What to work on:
1) Reproduce word for word the part of the patent claims that opens with the words containing "58. A method" and closes with "import file template.".
2) In the patent claims, which claim numbers does some claim refer back to as an earlier claim? Give each number once.
:: Provided text ::
56. The method of claim 55, comprising the step of the
transformation program adding the selected labels into the
electronically represented file to label at least one of a) the
elements in the identified data associated with the metadata, and
b) the metadata.
57. The method of claim 55, comprising the step of the
transformation program creating a new file by combining the
selected labels with at least the identified data from the
electronically represented file to label at least one of a) the
elements in the identified data associated with the metadata, and
b) the metadata.
58. A method for forming an import file template for importing at
least a portion of a data set into a target application, the data
set including labels indicating information about data in the data
set, the labels being defined in at least one taxonomy, the method
comprising the steps of: the target application exporting data in
an export file; a user associating at least one of the entries in
the export file with at least one of the labels; and forming the
import file template based on a format of the export file and the
associated at least one entry and at least one label; and entering
data from the date set into the import file template based on
labels associated with both the data from the data set being
entered and entries in the import file template.
59. The method of 58, comprising the step of storing the
associations made by the user.
60. The method of 59, wherein the labels are consistent with XML
(extensible Markup Language).
61. The method of 60, wherein the labels conform to an XBRL
(extensible Business Reporting Language) specification.
62. The method of claim 61, wherein the target program is not XBRL
compliant.
63. A method for importing at least a portion of a data set into a
target application, the data set including labels indicating
information about data in the data set, the labels being defined in
at least one taxonomy, the method comprising the steps of: the
target program exporting data in an export file; a user associating
entries in the export file with ones of the labels; and forming an
import file by replacing data in the export file at entries
associated with ones of the labels, with data from the data set,
the replacement data having the same labels as the entries.
:::
:: Record list ::
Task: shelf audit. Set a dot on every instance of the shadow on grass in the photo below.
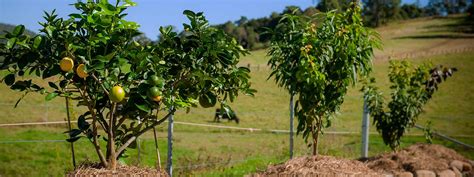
(437, 36)
(462, 25)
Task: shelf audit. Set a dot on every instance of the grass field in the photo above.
(220, 152)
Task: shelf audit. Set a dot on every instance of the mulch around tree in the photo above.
:::
Problem solutions:
1)
58. A method for forming an import file template for importing at
least a portion of a data set into a target application, the data
set including labels indicating information about data in the data
set, the labels being defined in at least one taxonomy, the method
comprising the steps of: the target application exporting data in
an export file; a user associating at least one of the entries in
the export file with at least one of the labels; and forming the
import file template based on a format of the export file and the
associated at least one entry and at least one label; and entering
data from the date set into the import file template based on
labels associated with both the data from the data set being
entered and entries in the import file template.

2) 55, 58, 59, 60, 61